■ Point placement rows:
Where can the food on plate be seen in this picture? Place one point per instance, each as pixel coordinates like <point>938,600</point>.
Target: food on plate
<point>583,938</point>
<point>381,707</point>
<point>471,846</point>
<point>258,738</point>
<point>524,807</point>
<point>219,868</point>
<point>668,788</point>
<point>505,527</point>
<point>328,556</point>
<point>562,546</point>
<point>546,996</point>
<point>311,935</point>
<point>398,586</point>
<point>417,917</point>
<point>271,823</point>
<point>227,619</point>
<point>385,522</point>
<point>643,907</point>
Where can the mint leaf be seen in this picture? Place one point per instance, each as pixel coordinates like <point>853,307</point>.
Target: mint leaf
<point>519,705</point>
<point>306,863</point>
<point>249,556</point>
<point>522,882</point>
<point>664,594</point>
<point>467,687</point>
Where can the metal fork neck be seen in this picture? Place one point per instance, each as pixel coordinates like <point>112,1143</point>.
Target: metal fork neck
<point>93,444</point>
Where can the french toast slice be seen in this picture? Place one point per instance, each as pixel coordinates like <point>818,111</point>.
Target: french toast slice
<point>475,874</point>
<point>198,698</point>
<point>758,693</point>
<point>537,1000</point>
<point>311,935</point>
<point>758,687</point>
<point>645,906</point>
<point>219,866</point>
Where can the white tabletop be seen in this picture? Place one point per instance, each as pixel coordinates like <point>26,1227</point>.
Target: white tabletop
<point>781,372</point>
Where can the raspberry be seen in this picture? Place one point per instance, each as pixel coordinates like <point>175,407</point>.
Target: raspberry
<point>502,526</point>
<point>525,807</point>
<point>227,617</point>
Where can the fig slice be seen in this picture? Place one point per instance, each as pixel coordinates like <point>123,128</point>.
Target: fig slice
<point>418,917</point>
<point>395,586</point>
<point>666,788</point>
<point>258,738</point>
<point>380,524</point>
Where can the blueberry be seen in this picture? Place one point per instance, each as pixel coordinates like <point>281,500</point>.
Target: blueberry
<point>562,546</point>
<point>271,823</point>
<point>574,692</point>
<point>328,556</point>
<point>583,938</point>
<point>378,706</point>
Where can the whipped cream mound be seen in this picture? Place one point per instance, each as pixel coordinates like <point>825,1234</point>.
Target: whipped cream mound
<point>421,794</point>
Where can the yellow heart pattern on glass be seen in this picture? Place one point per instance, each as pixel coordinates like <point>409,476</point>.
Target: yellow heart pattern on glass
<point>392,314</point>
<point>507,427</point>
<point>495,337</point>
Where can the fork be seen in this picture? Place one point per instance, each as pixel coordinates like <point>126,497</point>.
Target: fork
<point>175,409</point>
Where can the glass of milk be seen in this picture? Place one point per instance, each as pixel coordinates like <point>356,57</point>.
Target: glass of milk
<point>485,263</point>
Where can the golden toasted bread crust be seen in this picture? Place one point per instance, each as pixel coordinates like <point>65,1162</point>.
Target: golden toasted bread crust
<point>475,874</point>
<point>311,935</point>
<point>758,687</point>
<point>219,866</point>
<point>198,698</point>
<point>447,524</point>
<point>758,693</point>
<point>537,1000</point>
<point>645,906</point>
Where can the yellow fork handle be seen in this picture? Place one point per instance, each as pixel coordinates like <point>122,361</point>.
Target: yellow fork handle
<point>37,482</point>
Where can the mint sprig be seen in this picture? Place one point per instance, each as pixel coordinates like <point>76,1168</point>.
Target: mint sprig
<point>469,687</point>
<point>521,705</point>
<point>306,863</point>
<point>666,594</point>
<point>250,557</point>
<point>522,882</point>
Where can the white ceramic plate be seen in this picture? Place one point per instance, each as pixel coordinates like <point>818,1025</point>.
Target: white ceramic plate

■ What you have to do: Copy all of the rows above word for word, with nothing left out.

■ Answer to this task:
Where can the food on plate be seen in this picture? Place one point per instance, each as pixel coordinates like <point>938,600</point>.
Target: food on plate
<point>583,938</point>
<point>381,707</point>
<point>471,846</point>
<point>258,738</point>
<point>524,807</point>
<point>219,868</point>
<point>668,788</point>
<point>505,527</point>
<point>328,556</point>
<point>562,546</point>
<point>546,996</point>
<point>311,935</point>
<point>398,586</point>
<point>417,917</point>
<point>271,823</point>
<point>227,619</point>
<point>385,522</point>
<point>643,907</point>
Where can the mint leaf be seen in this picture? Place one point per instance, each as pixel coordinates like <point>853,307</point>.
Target: mint leaf
<point>519,705</point>
<point>306,863</point>
<point>249,556</point>
<point>522,882</point>
<point>664,594</point>
<point>467,687</point>
Where can the metal fork neck be seen in this picture? Place one point per instance, each as pixel coordinates like <point>112,1143</point>.
Target: metal fork neck
<point>93,444</point>
Where can the french toast slice be seen in this picture? Place one point per instance, each as pixel coordinates like <point>818,111</point>.
Target: french toast slice
<point>475,874</point>
<point>198,698</point>
<point>758,693</point>
<point>537,1000</point>
<point>311,935</point>
<point>758,687</point>
<point>645,906</point>
<point>219,866</point>
Where can the white tabletop be seen in this picture? Place one point per instance, each as pixel coordinates like <point>26,1227</point>.
Target: white tabletop
<point>781,372</point>
Where can the raspberry be seen in this picture? Place one point per instance, each as pixel coordinates like <point>175,407</point>.
Target: raspberry
<point>502,526</point>
<point>525,807</point>
<point>227,617</point>
Where can the fig slice be seen in this picture? Place one point per instance, each as pixel coordinates like <point>123,128</point>.
Target: fig slice
<point>418,917</point>
<point>395,586</point>
<point>666,788</point>
<point>258,738</point>
<point>380,524</point>
Where can the blueberry be seen in this picture? Place one point per instance, each as pixel coordinates like <point>281,500</point>.
Target: blueberry
<point>562,546</point>
<point>271,823</point>
<point>574,692</point>
<point>328,556</point>
<point>583,938</point>
<point>378,706</point>
Where can the whipped cream mound be seen in this picture? Place one point per instance, each as pixel coordinates like <point>825,1234</point>.
Target: whipped cream mound
<point>421,794</point>
Where can the yellow heart pattern on glass be seen in this picture? Place one point per instance, each as pixel coordinates like <point>409,476</point>.
Target: yellow heart pattern on glass
<point>392,314</point>
<point>507,427</point>
<point>495,337</point>
Where can the fork be seen in this picture? Place one point per instance, each as pixel coordinates like <point>126,497</point>.
Target: fork
<point>175,409</point>
Where can the glass of milk be seen in this picture? Place one point per instance, each as pixel coordinates like <point>356,57</point>.
Target: glass of milk
<point>485,263</point>
Where can the golden toasted bread crust be seen in this picture? Place one point per instance, each as pixel coordinates like <point>65,1162</point>.
Target: golden toasted bread crust
<point>475,874</point>
<point>311,935</point>
<point>758,687</point>
<point>219,866</point>
<point>198,698</point>
<point>447,524</point>
<point>758,693</point>
<point>537,1000</point>
<point>645,906</point>
Where can the yellow fork handle be seen in this picture? Place one point per instance, each as pixel coordinates like <point>122,361</point>.
Target: yellow fork handle
<point>37,482</point>
Where can the mint sprig be seen in this picture? Place one point per instance, each as pixel coordinates like <point>76,1168</point>.
Target: mint sprig
<point>469,687</point>
<point>521,705</point>
<point>306,863</point>
<point>666,594</point>
<point>250,557</point>
<point>522,882</point>
Where can the white ceramic plate be seen in this picture? Place one point per instance, each as pixel coordinates like <point>818,1025</point>.
Target: white ceramic plate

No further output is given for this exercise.